┌────────
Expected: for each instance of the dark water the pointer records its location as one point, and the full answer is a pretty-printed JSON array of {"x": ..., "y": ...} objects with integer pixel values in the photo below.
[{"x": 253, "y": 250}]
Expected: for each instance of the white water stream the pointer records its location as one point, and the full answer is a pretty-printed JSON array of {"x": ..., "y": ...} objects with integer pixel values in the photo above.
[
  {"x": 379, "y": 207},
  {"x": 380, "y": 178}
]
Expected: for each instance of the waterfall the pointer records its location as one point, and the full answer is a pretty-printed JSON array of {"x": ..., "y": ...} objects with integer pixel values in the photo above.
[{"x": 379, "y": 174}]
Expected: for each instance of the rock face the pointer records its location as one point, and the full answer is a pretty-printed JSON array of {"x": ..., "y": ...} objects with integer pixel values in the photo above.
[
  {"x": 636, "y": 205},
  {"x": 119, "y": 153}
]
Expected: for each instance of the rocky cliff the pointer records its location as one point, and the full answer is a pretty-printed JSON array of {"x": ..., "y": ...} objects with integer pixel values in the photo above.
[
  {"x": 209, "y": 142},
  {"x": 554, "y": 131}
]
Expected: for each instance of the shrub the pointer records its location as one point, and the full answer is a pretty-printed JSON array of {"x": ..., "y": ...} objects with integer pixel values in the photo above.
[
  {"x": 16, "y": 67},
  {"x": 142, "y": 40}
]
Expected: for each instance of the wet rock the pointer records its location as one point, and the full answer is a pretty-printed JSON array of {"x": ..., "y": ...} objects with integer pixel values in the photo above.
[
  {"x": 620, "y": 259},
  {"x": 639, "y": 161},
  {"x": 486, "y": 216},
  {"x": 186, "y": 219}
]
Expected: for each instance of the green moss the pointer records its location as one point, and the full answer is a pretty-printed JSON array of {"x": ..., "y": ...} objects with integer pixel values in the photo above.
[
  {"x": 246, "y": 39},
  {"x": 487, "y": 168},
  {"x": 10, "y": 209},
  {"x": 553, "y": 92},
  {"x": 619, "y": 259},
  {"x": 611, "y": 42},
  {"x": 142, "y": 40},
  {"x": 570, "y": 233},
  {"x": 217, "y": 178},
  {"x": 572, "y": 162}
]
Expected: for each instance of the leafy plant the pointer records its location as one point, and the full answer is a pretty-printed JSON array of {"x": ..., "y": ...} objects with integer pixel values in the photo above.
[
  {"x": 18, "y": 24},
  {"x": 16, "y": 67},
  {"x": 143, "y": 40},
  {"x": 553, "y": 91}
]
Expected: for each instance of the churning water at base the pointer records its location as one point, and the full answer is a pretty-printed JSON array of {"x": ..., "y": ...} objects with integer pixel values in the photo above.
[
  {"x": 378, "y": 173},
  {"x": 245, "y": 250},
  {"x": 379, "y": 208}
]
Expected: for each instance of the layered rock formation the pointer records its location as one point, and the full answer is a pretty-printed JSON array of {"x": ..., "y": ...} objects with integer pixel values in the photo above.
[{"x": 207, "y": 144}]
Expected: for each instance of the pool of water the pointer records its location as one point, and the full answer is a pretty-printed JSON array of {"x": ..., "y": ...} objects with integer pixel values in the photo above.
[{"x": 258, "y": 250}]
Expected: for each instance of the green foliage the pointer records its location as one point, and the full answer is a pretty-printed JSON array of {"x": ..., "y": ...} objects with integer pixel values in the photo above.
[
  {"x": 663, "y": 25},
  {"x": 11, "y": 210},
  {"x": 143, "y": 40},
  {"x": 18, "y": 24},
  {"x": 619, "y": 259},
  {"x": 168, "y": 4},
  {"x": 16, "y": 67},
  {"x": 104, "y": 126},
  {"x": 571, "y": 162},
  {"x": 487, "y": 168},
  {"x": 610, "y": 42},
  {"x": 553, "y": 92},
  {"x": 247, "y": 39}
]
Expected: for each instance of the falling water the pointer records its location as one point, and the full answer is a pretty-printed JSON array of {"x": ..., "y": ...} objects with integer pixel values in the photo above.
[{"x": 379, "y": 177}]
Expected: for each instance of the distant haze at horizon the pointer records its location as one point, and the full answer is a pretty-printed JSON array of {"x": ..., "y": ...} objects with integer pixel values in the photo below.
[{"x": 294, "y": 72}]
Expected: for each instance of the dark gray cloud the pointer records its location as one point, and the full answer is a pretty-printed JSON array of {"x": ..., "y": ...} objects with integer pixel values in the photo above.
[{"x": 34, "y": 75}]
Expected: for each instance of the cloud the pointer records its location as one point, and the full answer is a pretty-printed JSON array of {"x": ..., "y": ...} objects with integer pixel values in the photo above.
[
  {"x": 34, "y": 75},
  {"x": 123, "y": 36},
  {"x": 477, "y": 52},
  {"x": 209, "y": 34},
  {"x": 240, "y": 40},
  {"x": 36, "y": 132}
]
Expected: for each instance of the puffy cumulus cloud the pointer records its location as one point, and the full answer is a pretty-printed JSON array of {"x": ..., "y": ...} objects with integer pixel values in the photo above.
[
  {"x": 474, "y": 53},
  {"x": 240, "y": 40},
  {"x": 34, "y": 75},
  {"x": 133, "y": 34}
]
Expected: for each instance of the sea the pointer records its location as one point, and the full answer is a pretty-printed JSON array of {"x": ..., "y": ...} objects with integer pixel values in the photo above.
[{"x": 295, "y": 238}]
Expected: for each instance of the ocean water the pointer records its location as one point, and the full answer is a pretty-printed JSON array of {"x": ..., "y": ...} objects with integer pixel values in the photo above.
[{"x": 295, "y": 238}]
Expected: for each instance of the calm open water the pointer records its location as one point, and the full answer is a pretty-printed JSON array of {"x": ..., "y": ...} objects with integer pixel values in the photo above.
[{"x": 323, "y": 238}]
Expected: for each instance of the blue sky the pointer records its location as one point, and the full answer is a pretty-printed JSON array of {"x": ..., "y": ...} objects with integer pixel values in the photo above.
└────────
EXERCISE DESCRIPTION:
Would you please give all of the records again exactly as they stand?

RESPONSE AREA:
Expected: for each instance of the dark water the pointer records its location as one point, and the full answer is a pretty-printed JSON array of {"x": ..., "y": ...} objects with integer pixel values in the photo below.
[{"x": 253, "y": 250}]
Expected: for each instance of the white water stream the pointer records its location as one point, and the full answer is a pretty-printed JSON array of {"x": ..., "y": ...} objects with integer pixel values in the photo above.
[
  {"x": 379, "y": 207},
  {"x": 380, "y": 178}
]
Expected: for each instance of the waterfall the pointer records its location as one point, and the full answer is a pretty-printed JSON array of {"x": ..., "y": ...} objects with integer pixel values in the photo above.
[{"x": 379, "y": 174}]
Expected: for each instance of the rock face the pointer records its location as one point, and the full answer is a pretty-printed JSON array of {"x": ..., "y": ...} objects with integer pixel values in the photo above.
[
  {"x": 636, "y": 205},
  {"x": 119, "y": 153}
]
Expected: for each instance of the rocky cliff the pointer records its location as one point, and the full answer is a pretty-printed JSON array of {"x": ..., "y": ...} objects with integer pixel values in the photo above.
[
  {"x": 209, "y": 142},
  {"x": 554, "y": 131}
]
Expected: for each instance of the shrub the pointer records its location as one point, and the full answer is a pretty-printed JSON array of {"x": ..., "y": ...} objects with integer pixel values in the photo above.
[
  {"x": 16, "y": 67},
  {"x": 142, "y": 40}
]
Expected: for each instance of the wet rock the pointer records its location as one point, and the full answer is a pretty-printed JSON array of {"x": ..., "y": ...} objects with integer pixel values in the photo above.
[
  {"x": 620, "y": 259},
  {"x": 639, "y": 161},
  {"x": 486, "y": 216},
  {"x": 186, "y": 219}
]
Expected: for each instance of the green moss the pointer records its location as one point, and the full answer is a pretty-printed JSON array of {"x": ..., "y": ...} objects with integer pixel values in the photo above.
[
  {"x": 246, "y": 39},
  {"x": 487, "y": 168},
  {"x": 10, "y": 209},
  {"x": 553, "y": 92},
  {"x": 619, "y": 259},
  {"x": 611, "y": 42},
  {"x": 142, "y": 40},
  {"x": 570, "y": 233},
  {"x": 217, "y": 178},
  {"x": 572, "y": 162}
]
Expected: for each instance of the leafy plant the pointer records its location as one point, and the full answer is a pretty-printed JSON array of {"x": ..., "y": ...} objects with integer pixel values in the photo above.
[
  {"x": 18, "y": 24},
  {"x": 16, "y": 67},
  {"x": 143, "y": 40},
  {"x": 553, "y": 91}
]
Expected: for each instance of the churning water at base the pointer records its location as one point, and the full answer is a pretty-printed JSON array of {"x": ..., "y": ...} objects with integer pixel values in the photo above.
[
  {"x": 378, "y": 173},
  {"x": 245, "y": 250},
  {"x": 379, "y": 208}
]
Expected: for each instance of the layered rock formation the pointer records its location as one point, and the full answer is a pretty-printed JSON array of {"x": ..., "y": ...} objects with integer pixel values in the photo above.
[{"x": 207, "y": 144}]
Expected: for each instance of the pool of water the pointer records its location as one point, and the full answer is a pretty-printed JSON array of {"x": ..., "y": ...} objects with integer pixel values in the photo above.
[{"x": 258, "y": 250}]
Expected: for each instance of the green foliage the pointer records its location as one point, and the full answer is a pretty-printed JSON array of {"x": ..., "y": ...} objects with integer pixel values in the photo above.
[
  {"x": 663, "y": 25},
  {"x": 11, "y": 210},
  {"x": 143, "y": 40},
  {"x": 18, "y": 24},
  {"x": 619, "y": 259},
  {"x": 168, "y": 4},
  {"x": 16, "y": 67},
  {"x": 104, "y": 126},
  {"x": 571, "y": 162},
  {"x": 487, "y": 168},
  {"x": 610, "y": 42},
  {"x": 553, "y": 92},
  {"x": 247, "y": 39}
]
Expected: for each instance of the falling water the pointer records its location as one point, and the full answer is a pretty-printed JSON array of {"x": ..., "y": ...} objects with integer pixel values in the photo above.
[{"x": 379, "y": 177}]
Expected: for each instance of the distant haze at horizon the pointer records its location as one point, and the full answer is a pretty-printed JSON array of {"x": ..., "y": ...} objects with integer pixel values in the photo below.
[{"x": 294, "y": 72}]
Expected: for each instance of the dark gray cloud the pointer records its location as one point, and the full answer is a pretty-printed JSON array of {"x": ..., "y": ...} objects with integer pixel values in the photo above.
[{"x": 34, "y": 75}]
Expected: for each instance of the cloud the pointer records its location as one point, and the full answer is a pretty-printed JSON array of {"x": ..., "y": ...} objects with integer pixel values in the photo above.
[
  {"x": 34, "y": 75},
  {"x": 123, "y": 36},
  {"x": 477, "y": 52},
  {"x": 209, "y": 34},
  {"x": 240, "y": 40},
  {"x": 36, "y": 132}
]
Expected: for each instance of the puffy cumulus cloud the pointer records its location as one point, and the full answer is a pretty-printed JSON array of {"x": ..., "y": ...} objects with integer pixel values in the photo above.
[
  {"x": 474, "y": 53},
  {"x": 240, "y": 40},
  {"x": 34, "y": 75},
  {"x": 133, "y": 34}
]
Expected: for each instance of the sea the pointer records its location as one point, and the full answer is a pretty-printed JSON array of {"x": ..., "y": ...} objects with integer pixel values in the photo above.
[{"x": 295, "y": 238}]
Expected: for each instance of the ocean water the pointer records its location as one point, and the full answer is a pretty-printed JSON array of {"x": ..., "y": ...} objects with integer pixel values in the photo above.
[{"x": 295, "y": 238}]
Expected: for each instance of the calm open water the pointer records its location as one point, and the full answer is a pretty-printed JSON array of {"x": ..., "y": ...} objects with integer pixel values in the photo above.
[{"x": 323, "y": 238}]
Expected: for each instance of the blue sky the pointer records its location as one point, and the full answer is a pretty-printed JSON array of {"x": ..., "y": ...} objects with integer pixel values in the photo above.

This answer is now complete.